Data for this exercise ::
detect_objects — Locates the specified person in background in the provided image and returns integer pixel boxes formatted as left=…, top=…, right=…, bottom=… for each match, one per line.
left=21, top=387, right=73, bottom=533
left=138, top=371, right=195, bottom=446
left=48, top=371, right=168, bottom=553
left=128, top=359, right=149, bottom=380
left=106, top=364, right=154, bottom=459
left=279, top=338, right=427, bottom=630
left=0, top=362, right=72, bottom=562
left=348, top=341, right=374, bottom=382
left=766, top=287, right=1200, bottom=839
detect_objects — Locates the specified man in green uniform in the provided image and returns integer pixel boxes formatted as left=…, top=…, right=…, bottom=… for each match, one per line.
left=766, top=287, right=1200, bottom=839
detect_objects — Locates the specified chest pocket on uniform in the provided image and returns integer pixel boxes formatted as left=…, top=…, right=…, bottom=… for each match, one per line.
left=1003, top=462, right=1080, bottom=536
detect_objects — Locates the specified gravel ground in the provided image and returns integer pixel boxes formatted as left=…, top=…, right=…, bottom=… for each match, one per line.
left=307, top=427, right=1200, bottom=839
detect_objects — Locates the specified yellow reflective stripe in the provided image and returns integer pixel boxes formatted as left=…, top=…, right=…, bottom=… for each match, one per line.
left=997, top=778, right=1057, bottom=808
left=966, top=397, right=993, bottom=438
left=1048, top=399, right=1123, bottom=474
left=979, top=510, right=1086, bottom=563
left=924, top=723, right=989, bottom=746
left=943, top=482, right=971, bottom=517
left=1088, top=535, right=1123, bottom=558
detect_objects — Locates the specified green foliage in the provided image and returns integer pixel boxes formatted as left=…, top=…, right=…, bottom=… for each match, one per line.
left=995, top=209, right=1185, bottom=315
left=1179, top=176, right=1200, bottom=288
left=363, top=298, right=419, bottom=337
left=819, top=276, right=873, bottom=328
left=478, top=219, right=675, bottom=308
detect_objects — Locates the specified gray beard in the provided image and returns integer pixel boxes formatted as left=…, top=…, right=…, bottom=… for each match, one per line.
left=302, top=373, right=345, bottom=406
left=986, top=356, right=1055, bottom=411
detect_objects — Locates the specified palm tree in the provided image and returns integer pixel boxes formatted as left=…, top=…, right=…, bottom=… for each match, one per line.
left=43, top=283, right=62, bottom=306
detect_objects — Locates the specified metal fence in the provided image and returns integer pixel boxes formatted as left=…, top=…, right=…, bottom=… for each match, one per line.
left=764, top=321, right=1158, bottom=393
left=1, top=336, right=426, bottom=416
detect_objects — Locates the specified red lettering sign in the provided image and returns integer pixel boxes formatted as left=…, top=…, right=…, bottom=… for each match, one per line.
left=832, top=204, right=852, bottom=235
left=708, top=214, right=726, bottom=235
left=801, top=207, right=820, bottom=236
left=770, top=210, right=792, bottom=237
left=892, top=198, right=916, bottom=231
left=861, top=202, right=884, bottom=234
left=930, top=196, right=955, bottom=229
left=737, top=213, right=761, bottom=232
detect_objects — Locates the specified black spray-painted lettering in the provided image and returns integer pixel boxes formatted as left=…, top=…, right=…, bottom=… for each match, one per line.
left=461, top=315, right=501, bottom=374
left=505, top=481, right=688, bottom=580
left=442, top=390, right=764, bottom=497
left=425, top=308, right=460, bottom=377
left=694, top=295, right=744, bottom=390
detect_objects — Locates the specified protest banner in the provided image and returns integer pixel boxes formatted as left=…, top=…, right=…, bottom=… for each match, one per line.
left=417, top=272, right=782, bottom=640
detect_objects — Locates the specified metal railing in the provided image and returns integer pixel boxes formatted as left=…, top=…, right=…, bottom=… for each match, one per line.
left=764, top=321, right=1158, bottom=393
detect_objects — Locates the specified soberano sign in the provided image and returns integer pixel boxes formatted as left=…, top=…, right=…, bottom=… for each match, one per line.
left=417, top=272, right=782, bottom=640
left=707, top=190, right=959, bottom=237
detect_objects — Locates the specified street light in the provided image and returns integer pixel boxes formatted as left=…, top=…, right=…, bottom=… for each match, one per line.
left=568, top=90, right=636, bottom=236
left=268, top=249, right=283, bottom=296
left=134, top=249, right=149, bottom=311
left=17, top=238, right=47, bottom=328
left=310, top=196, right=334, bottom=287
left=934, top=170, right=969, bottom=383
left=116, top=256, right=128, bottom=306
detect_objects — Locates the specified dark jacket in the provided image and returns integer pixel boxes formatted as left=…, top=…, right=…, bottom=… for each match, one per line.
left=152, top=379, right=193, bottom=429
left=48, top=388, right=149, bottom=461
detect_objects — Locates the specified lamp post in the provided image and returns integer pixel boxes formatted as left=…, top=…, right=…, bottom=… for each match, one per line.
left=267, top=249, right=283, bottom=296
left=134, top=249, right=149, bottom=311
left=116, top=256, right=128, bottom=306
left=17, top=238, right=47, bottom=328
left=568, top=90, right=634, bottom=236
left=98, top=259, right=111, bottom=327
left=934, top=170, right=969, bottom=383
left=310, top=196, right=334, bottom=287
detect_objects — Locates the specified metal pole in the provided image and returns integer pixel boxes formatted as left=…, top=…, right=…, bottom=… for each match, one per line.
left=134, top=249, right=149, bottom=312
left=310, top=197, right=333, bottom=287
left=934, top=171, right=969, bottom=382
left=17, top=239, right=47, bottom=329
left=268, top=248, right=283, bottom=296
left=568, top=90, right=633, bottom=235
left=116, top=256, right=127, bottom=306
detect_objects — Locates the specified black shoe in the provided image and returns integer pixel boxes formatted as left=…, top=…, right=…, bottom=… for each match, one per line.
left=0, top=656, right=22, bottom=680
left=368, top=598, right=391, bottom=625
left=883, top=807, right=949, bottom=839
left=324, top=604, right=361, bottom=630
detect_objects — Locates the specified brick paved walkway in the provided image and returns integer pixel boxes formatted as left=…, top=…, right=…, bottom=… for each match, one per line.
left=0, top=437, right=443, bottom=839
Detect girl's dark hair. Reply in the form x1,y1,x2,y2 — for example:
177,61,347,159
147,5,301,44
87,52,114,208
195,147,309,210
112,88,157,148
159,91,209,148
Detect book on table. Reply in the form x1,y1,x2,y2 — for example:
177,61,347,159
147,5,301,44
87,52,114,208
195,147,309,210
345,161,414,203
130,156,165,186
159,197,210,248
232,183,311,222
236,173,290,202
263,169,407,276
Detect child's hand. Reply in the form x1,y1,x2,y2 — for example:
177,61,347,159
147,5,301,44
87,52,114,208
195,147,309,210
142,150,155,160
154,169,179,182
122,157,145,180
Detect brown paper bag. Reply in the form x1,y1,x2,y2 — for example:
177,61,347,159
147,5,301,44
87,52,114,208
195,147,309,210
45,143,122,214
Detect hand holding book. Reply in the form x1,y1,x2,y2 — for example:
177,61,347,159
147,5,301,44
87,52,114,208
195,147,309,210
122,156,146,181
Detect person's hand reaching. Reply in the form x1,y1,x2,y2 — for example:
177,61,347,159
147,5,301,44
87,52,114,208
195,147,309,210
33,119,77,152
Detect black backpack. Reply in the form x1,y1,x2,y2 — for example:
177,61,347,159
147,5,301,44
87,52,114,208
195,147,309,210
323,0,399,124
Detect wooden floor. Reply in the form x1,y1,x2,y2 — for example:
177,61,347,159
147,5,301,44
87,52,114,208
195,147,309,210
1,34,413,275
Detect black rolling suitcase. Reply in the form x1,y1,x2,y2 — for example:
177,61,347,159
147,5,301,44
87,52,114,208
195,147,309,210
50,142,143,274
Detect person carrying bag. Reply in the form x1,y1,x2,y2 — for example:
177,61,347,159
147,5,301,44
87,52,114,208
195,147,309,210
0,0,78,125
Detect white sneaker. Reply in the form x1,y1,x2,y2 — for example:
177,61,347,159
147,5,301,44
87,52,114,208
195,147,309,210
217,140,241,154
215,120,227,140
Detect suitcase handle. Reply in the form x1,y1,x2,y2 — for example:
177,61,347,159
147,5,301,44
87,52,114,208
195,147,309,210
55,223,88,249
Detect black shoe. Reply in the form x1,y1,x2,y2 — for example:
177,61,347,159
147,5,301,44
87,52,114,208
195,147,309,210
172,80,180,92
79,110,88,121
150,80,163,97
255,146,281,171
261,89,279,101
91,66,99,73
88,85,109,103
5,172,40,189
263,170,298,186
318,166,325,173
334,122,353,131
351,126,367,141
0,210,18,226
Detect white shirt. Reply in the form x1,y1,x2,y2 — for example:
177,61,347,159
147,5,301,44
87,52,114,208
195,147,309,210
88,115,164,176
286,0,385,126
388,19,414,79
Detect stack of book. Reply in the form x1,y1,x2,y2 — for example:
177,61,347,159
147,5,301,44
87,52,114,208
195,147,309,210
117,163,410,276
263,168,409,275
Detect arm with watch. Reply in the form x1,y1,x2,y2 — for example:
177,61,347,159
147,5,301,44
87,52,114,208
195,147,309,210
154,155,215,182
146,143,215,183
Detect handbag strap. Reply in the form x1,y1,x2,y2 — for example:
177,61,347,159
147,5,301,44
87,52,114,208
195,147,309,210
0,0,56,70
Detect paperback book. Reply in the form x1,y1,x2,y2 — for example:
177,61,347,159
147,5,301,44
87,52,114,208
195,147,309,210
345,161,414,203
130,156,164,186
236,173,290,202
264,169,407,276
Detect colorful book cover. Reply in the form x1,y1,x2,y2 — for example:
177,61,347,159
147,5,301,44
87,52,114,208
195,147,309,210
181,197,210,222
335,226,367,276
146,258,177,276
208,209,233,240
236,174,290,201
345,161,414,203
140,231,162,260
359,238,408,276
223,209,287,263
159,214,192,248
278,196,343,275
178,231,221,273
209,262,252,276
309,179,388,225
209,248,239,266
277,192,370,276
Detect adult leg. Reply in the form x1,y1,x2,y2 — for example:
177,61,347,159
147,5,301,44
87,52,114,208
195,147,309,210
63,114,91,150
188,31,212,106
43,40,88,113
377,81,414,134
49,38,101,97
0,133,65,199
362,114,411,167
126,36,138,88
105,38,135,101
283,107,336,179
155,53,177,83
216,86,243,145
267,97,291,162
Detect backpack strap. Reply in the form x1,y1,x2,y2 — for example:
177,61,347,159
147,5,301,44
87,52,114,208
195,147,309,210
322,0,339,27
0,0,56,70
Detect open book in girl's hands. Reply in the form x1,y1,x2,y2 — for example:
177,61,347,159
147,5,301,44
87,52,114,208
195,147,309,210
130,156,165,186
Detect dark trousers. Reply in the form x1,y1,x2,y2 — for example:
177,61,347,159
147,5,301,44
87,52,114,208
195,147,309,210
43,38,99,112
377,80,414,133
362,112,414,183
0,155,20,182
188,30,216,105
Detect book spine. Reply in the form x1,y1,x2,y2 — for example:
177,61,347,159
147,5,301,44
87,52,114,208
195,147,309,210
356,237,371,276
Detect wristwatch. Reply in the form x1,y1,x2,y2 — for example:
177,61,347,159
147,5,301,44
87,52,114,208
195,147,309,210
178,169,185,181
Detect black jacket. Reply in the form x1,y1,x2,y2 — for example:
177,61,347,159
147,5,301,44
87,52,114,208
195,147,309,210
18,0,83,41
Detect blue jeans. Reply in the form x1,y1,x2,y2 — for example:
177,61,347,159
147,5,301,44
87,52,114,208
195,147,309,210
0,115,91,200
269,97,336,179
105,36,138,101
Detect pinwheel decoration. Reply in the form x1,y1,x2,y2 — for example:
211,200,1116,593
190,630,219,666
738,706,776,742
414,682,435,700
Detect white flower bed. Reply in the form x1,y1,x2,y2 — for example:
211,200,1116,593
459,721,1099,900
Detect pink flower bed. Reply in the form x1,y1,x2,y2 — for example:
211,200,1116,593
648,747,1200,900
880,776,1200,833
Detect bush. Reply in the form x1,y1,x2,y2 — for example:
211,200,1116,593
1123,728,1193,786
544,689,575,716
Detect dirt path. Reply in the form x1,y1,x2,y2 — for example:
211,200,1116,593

Brief ::
Could you show every line of the material that includes the string "white"?

Exercise answer ::
Detect white sneaker. Reply in the form x1,y1,x2,y2 — for example:
Detect white shirt. Reply in the form x1,y1,x2,y2 — for example:
Detect white flower bed. Reply in the form x1,y1,x2,y2 — for example:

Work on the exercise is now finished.